» **Requirement**
A faithful copy of every entry, with the pictures removed, is what is needed here.

» **Information provided**

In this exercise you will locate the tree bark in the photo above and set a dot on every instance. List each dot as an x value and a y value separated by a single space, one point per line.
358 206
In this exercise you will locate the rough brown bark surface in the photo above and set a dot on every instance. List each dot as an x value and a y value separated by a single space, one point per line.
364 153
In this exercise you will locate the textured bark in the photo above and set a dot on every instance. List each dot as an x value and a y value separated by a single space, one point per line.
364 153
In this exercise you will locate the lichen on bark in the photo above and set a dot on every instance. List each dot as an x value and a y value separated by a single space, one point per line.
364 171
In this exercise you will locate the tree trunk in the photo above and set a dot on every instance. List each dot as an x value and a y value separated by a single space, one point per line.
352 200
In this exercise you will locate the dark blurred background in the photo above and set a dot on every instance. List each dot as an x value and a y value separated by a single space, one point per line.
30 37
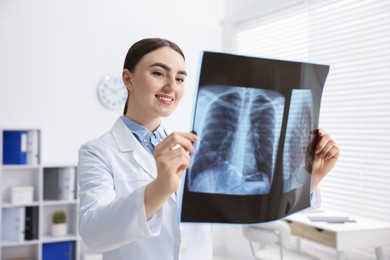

» **Task solution**
In this exercise you will locate the tree bark in the photo above and set a dot on every instance. List each dot as an x value and a y value separated by a single space, one point per line.
358 206
In this exercise you will locate the rough brown bark surface in the photo above and set a dot on every instance. List each dot as an x value and a y value separated by a single space, one point per line.
364 153
In this exercise you will locate the textured bark in the photo above and set a dot on every instance. List each dot as an x value and a y value separated by a single space, one point per line.
364 153
In this exercise you will locate the lichen on bark in the photo above and set a dot on every instance. List each dot as an x value and a y value separated by a single space, one point per line.
364 171
In this exercise you will locate the tree trunk in the photo above and set a dot on every instance. List each dot as an x value and a y value separated by a single space, one point per line.
352 200
In this exercise you will locate the dark blurred background in the photo above and set a dot on every instance. List each dot as an x value and a y value separated by a single space, one point per line.
30 37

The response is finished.